YOUR ASSIGNMENT:
Please work out how many lines in the material below contain the string "boulder", and answer with that number only.

══ MATERIAL SHOWN

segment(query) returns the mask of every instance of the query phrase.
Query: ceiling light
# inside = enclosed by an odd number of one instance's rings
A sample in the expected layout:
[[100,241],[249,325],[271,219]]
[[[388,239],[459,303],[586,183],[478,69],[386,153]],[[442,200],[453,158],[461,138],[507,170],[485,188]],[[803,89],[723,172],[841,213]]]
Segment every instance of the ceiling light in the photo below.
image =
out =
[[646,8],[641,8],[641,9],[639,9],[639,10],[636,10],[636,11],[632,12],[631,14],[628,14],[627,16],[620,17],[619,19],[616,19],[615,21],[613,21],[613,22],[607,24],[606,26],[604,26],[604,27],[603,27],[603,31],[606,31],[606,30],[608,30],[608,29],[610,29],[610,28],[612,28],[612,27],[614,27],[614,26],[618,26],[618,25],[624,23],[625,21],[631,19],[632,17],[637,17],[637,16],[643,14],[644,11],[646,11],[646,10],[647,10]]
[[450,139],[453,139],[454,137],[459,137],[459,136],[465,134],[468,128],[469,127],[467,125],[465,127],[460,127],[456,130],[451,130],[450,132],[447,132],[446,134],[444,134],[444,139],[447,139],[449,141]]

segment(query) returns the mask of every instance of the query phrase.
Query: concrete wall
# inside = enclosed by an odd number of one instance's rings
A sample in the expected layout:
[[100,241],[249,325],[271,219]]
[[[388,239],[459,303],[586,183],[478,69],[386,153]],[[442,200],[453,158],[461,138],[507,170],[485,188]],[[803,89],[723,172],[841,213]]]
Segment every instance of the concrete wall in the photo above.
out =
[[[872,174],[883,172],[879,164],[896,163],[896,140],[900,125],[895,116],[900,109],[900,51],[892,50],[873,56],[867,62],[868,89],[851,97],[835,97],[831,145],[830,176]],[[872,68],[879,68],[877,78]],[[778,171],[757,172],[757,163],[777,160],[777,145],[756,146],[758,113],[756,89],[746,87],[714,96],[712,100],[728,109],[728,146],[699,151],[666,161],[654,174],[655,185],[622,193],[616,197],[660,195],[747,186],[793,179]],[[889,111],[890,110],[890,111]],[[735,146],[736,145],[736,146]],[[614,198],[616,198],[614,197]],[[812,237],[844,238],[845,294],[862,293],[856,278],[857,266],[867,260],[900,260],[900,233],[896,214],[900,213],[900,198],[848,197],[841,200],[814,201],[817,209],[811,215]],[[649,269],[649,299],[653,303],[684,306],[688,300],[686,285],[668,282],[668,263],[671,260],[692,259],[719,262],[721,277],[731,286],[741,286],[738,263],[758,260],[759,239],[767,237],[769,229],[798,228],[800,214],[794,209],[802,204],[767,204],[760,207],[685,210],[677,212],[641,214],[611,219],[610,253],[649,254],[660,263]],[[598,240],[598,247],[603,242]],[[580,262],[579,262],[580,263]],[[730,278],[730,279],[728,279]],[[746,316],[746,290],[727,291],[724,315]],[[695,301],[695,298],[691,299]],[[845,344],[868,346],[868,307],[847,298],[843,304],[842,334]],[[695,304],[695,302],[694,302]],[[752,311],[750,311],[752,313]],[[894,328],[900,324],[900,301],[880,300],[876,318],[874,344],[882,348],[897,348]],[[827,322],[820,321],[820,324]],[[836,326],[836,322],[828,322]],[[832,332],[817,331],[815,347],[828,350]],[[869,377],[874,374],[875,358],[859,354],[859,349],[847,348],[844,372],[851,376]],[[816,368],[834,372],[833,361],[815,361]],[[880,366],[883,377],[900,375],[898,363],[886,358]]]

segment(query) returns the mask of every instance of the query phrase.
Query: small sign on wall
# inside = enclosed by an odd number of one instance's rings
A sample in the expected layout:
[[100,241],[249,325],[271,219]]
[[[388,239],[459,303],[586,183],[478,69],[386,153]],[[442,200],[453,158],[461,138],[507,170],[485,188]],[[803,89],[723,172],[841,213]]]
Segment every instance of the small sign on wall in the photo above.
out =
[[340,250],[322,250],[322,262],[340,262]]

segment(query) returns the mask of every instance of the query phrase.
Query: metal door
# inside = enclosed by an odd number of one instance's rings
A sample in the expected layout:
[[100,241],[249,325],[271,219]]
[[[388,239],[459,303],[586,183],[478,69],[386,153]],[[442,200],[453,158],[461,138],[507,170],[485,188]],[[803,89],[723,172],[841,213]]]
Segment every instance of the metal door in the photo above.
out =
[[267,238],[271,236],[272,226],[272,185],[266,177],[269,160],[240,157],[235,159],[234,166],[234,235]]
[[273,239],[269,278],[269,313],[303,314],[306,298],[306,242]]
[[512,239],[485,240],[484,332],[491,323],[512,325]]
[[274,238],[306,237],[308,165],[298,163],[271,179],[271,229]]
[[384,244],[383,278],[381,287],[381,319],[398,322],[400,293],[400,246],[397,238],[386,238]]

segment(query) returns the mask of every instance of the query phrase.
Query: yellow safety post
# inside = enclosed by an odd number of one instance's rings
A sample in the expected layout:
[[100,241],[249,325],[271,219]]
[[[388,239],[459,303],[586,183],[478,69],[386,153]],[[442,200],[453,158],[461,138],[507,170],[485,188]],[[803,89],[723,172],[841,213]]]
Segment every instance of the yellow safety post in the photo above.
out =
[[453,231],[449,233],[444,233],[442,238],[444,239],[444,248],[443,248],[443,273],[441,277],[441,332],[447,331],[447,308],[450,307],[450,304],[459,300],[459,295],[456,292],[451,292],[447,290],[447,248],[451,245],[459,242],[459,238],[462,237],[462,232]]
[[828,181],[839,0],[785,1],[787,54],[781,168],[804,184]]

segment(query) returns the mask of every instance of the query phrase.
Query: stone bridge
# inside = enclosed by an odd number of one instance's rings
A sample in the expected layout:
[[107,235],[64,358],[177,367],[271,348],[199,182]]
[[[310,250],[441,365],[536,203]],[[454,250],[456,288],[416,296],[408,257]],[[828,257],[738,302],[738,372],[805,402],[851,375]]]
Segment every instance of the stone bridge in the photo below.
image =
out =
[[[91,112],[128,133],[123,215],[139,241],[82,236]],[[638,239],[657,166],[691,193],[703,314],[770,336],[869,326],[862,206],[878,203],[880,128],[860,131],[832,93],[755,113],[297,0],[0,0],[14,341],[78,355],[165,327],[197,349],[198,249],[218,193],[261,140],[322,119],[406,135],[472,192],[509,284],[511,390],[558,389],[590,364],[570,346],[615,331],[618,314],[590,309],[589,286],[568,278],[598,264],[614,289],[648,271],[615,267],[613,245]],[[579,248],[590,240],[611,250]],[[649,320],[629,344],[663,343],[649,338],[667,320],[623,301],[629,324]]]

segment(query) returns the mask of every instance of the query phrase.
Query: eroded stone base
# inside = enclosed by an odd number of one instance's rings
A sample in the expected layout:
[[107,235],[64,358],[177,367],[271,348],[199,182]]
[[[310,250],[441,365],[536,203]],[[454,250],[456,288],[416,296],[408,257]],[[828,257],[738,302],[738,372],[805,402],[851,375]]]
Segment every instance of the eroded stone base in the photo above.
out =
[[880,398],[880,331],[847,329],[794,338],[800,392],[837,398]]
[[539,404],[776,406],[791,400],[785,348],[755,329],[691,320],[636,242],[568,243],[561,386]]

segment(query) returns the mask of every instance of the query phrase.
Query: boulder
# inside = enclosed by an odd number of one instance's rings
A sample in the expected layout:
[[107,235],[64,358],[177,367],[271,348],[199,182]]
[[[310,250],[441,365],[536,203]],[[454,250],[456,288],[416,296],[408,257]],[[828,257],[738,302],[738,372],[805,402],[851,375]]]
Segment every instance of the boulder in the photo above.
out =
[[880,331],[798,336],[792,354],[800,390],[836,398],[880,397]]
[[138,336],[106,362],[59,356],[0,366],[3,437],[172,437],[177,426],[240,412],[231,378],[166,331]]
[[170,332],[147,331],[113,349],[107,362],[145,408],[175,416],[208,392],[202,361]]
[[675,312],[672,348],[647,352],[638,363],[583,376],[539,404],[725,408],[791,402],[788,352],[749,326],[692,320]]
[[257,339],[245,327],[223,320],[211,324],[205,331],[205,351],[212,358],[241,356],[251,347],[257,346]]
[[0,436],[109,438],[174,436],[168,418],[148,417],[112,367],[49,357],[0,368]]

════

OUTPUT FOR THIS TASK:
2